§ WHAT TO DO
Your output should consist of the data, copied exactly.

§ GIVEN DATA

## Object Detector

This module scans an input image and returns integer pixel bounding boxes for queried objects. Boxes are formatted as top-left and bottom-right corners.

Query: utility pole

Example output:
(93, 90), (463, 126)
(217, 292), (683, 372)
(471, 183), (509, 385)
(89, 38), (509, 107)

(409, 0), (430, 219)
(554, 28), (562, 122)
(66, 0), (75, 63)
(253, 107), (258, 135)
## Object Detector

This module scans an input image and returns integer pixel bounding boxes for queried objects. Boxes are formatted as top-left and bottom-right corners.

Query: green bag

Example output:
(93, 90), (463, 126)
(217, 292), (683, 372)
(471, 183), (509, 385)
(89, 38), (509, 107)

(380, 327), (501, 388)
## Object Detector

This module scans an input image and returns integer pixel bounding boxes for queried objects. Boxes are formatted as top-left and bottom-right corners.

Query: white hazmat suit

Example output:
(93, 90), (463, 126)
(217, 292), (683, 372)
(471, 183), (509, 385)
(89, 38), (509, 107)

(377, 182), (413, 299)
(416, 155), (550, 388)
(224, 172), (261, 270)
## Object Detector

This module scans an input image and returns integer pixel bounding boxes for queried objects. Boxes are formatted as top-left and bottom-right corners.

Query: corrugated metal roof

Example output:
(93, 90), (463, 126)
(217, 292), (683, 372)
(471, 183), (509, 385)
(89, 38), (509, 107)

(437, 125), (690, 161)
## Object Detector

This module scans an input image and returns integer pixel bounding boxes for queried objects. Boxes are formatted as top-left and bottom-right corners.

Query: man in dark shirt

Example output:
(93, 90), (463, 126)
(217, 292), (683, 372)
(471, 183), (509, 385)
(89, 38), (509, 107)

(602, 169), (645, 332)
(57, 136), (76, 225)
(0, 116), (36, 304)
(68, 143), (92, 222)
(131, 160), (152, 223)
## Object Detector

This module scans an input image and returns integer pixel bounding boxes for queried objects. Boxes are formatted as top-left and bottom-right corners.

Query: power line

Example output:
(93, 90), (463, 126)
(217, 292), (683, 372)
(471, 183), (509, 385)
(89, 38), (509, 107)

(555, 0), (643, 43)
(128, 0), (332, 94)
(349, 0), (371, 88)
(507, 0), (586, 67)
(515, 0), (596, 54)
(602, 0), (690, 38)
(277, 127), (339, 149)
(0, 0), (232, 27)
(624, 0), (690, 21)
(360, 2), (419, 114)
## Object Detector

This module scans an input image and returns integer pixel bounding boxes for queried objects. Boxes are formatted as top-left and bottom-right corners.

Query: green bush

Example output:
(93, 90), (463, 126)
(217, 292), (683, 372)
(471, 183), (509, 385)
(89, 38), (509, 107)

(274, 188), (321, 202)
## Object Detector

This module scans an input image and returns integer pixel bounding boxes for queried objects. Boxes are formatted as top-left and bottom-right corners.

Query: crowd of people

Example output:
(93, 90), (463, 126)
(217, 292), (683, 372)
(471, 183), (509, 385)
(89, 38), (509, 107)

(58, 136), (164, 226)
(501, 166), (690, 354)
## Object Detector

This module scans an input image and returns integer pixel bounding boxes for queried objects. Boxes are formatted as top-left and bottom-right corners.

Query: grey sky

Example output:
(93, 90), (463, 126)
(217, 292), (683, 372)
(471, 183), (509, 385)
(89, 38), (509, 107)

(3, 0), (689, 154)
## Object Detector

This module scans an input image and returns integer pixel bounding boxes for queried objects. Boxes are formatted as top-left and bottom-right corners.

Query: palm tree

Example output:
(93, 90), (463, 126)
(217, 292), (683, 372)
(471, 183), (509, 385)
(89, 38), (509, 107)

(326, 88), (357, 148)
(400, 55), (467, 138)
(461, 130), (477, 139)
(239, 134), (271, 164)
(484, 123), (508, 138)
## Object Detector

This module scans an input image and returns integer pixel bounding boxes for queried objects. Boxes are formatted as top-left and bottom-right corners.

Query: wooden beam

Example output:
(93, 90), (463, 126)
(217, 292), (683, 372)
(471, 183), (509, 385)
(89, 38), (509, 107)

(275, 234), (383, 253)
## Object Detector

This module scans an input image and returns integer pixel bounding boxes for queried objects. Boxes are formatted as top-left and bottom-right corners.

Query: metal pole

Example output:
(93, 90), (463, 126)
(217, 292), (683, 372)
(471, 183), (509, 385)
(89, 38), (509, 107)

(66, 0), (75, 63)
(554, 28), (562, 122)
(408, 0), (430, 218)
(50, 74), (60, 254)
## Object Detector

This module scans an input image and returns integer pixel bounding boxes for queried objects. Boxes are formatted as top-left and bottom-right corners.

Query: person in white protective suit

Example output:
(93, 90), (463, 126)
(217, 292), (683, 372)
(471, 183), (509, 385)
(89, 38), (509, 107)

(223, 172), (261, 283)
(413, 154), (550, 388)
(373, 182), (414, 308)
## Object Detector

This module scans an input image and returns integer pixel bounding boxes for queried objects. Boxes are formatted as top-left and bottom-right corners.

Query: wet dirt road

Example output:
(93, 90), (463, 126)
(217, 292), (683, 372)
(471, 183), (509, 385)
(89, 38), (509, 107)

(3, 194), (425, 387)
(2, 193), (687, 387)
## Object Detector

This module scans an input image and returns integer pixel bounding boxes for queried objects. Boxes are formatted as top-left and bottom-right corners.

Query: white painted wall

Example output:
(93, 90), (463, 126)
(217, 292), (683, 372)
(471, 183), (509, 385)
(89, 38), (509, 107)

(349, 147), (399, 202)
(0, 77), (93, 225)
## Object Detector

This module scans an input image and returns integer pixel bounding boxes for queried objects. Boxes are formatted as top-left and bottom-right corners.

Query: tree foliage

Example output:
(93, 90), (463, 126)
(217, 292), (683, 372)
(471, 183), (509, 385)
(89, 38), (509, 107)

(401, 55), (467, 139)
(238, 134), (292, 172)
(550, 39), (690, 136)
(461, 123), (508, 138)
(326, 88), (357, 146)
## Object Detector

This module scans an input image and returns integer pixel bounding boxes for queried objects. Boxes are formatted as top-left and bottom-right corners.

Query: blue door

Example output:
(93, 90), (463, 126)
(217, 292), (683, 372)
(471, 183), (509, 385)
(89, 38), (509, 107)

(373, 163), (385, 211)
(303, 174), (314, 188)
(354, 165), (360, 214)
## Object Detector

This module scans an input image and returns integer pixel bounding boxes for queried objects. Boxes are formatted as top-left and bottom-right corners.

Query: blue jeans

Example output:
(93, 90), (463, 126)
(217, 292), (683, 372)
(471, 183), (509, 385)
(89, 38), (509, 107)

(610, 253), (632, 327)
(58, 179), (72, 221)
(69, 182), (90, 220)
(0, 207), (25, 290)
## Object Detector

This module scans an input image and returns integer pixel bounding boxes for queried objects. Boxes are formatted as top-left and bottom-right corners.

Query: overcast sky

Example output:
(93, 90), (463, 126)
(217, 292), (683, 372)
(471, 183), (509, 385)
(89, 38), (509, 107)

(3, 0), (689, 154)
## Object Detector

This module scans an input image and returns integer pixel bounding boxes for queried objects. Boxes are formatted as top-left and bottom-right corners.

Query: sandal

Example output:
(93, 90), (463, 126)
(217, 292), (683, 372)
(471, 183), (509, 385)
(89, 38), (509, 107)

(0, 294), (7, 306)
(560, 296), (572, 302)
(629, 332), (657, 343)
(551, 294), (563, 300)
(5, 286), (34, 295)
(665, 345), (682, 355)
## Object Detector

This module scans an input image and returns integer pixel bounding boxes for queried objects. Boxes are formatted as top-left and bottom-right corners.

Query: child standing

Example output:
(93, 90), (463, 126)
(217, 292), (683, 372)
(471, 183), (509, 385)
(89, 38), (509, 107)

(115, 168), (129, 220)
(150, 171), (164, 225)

§ RESPONSE TO THE EXERCISE
## Object Detector

This module scans an input image and returns integer pixel bounding boxes for queried objects. Boxes are formatted as top-left and bottom-right corners.

Query: utility pole

Example output:
(93, 90), (463, 126)
(217, 292), (683, 372)
(471, 183), (509, 385)
(89, 38), (509, 107)

(409, 0), (430, 219)
(554, 28), (562, 122)
(66, 0), (75, 63)
(253, 107), (258, 135)
## Object Detector

This module scans an input image and returns integer pixel bounding boxes for queried objects. Boxes are formatted as top-left and bottom-right corners.

Query: green bag

Example output:
(93, 90), (463, 126)
(217, 292), (683, 372)
(471, 183), (509, 385)
(89, 38), (509, 107)

(380, 327), (501, 388)
## Object Detector

This module scans an input image and returns integer pixel bounding boxes for queried objects. Boxes are formatted as top-left and bottom-right corners.

Query: white hazmat suit

Example output:
(93, 90), (463, 126)
(217, 292), (683, 372)
(471, 183), (509, 385)
(89, 38), (509, 107)

(377, 182), (413, 299)
(416, 155), (550, 388)
(224, 172), (261, 270)
## Object Detector

This module scans an input image and returns integer pixel bounding boxes for queried objects. Boxes are formatted as top-left and bottom-right corners.

Query: corrugated metal roof

Example output:
(93, 90), (463, 126)
(217, 292), (683, 372)
(471, 183), (509, 385)
(89, 38), (509, 107)

(437, 125), (690, 161)
## Object Detector

This module scans an input image and returns integer pixel bounding boxes for queried objects. Boxes are formatted as top-left and bottom-right corners.

Query: man in dark shirt

Example output:
(93, 90), (463, 126)
(217, 292), (683, 372)
(471, 183), (509, 385)
(89, 38), (509, 107)

(602, 169), (645, 332)
(57, 136), (76, 225)
(0, 116), (36, 304)
(68, 143), (92, 222)
(131, 160), (152, 223)
## Object Detector

This module scans an input image and returns integer pixel bounding boxes for queried objects. Boxes are formatted as top-left and bottom-right corners.

Query: power line

Example output:
(93, 90), (463, 126)
(217, 292), (683, 372)
(471, 183), (509, 385)
(89, 38), (509, 107)

(555, 0), (643, 43)
(128, 0), (332, 94)
(349, 0), (371, 88)
(507, 0), (586, 67)
(515, 0), (596, 54)
(602, 0), (690, 38)
(277, 127), (339, 149)
(0, 0), (232, 27)
(624, 0), (690, 21)
(360, 2), (419, 114)
## Object Detector

This module scans an input image and returns integer pixel bounding boxes for queried objects. Boxes are formatted as top-left and bottom-right corners.

Query: green bush

Example output:
(93, 90), (463, 126)
(217, 292), (683, 372)
(471, 183), (509, 385)
(89, 38), (509, 107)

(274, 188), (321, 202)
## Object Detector

This module scans an input image and returns integer pixel bounding boxes for queried objects. Boxes are formatted as top-left and bottom-right corners.

Query: crowd of people

Example output:
(93, 90), (463, 126)
(217, 292), (683, 372)
(471, 183), (509, 385)
(89, 38), (509, 107)

(58, 136), (164, 226)
(501, 166), (690, 354)
## Object Detector

This module scans an input image and returns integer pixel bounding boxes for queried objects. Boxes are formatted as top-left and bottom-right corners.

Query: grey sky

Example output:
(93, 90), (463, 126)
(217, 292), (683, 372)
(471, 183), (509, 385)
(89, 38), (509, 107)

(3, 0), (689, 154)
## Object Detector

This module scans an input image and returns integer pixel bounding boxes for queried objects. Boxes are formatted as top-left and bottom-right corners.

Query: palm tree

Example output:
(93, 90), (463, 126)
(217, 292), (683, 372)
(471, 183), (509, 385)
(89, 38), (509, 107)

(326, 88), (357, 148)
(400, 55), (467, 138)
(461, 130), (477, 139)
(239, 134), (271, 164)
(484, 123), (508, 138)
## Object Detector

This module scans an input image and returns integer pixel bounding boxes for queried objects. Boxes are formatted as top-left and bottom-right corners.

Query: wooden beam

Example output:
(93, 90), (463, 126)
(217, 292), (683, 372)
(471, 183), (509, 385)
(89, 38), (509, 107)

(275, 234), (383, 253)
## Object Detector

This module scans an input image and returns integer pixel bounding boxes for queried objects. Boxes are formatted as top-left and bottom-right corners.

Query: metal pole

Example output:
(93, 90), (463, 126)
(217, 292), (683, 372)
(471, 183), (509, 385)
(89, 38), (509, 107)

(66, 0), (75, 63)
(554, 28), (562, 122)
(408, 0), (430, 218)
(50, 74), (60, 254)
## Object Detector

This module scans an input image and returns integer pixel bounding boxes for queried objects. Boxes are formatted as top-left and bottom-right corners.

Query: person in white protective suit

Example output:
(93, 90), (463, 126)
(217, 292), (683, 372)
(471, 183), (509, 385)
(89, 38), (509, 107)

(223, 172), (261, 283)
(413, 154), (550, 388)
(373, 182), (414, 308)
## Object Detector

This module scans an input image and returns integer pixel bounding boxes for queried objects. Boxes are formatted as top-left and bottom-right corners.

Query: wet dirt road

Example output:
(93, 90), (463, 126)
(217, 292), (683, 372)
(471, 183), (509, 385)
(89, 38), (509, 107)

(3, 194), (425, 387)
(2, 193), (687, 387)
## Object Detector

This module scans an input image and returns integer pixel bounding boxes for queried objects. Boxes are formatted as top-left and bottom-right corners.

Query: white painted wall

Example output:
(93, 90), (463, 126)
(217, 292), (683, 372)
(471, 183), (509, 385)
(89, 38), (509, 107)

(349, 147), (399, 202)
(0, 77), (93, 225)
## Object Detector

This module scans an input image and returns integer pixel bounding boxes for queried objects. Boxes are formatted as top-left and bottom-right corners.

Query: tree foliage

Example output:
(93, 90), (463, 126)
(217, 292), (683, 372)
(471, 183), (509, 385)
(89, 38), (509, 107)

(401, 55), (467, 139)
(238, 134), (292, 172)
(550, 39), (690, 136)
(461, 123), (508, 138)
(326, 88), (357, 146)
## Object Detector

This module scans an input image and returns integer pixel bounding boxes for queried objects. Boxes are formatted as top-left and bottom-right corners.

Query: blue door

Example output:
(93, 90), (463, 126)
(217, 292), (683, 372)
(471, 183), (509, 385)
(89, 38), (509, 107)

(373, 163), (385, 211)
(303, 174), (314, 188)
(354, 165), (360, 214)
## Object Detector

This module scans an input image and returns integer pixel bounding boxes for queried objects. Boxes are formatted as top-left and bottom-right corners.

Query: blue jeans

Example output:
(93, 90), (463, 126)
(217, 292), (683, 372)
(471, 183), (509, 385)
(89, 38), (509, 107)

(610, 253), (632, 327)
(58, 179), (72, 221)
(69, 182), (90, 220)
(0, 207), (25, 290)
## Object Detector

This module scans an input image and returns integer pixel bounding boxes for queried objects. Boxes are formatted as top-left and bottom-right corners.

Query: overcast sky

Example output:
(93, 90), (463, 126)
(217, 292), (683, 372)
(471, 183), (509, 385)
(89, 38), (509, 107)

(3, 0), (689, 154)
## Object Detector

This module scans an input image and returns integer pixel bounding boxes for queried objects. Boxes are formatted as top-left and bottom-right corners.

Query: sandal

Example output:
(93, 90), (463, 126)
(217, 292), (683, 372)
(471, 183), (509, 385)
(89, 38), (509, 107)

(0, 294), (7, 306)
(560, 296), (572, 302)
(629, 332), (657, 343)
(551, 294), (563, 300)
(5, 286), (34, 295)
(665, 345), (682, 355)
## Object Detector

This module scans an input image and returns integer pixel bounding boxes for queried objects. Boxes are formatted as top-left and bottom-right corners.

Query: child standing

Example output:
(93, 90), (463, 126)
(217, 292), (683, 372)
(471, 183), (509, 385)
(89, 38), (509, 107)

(115, 168), (129, 220)
(150, 171), (164, 225)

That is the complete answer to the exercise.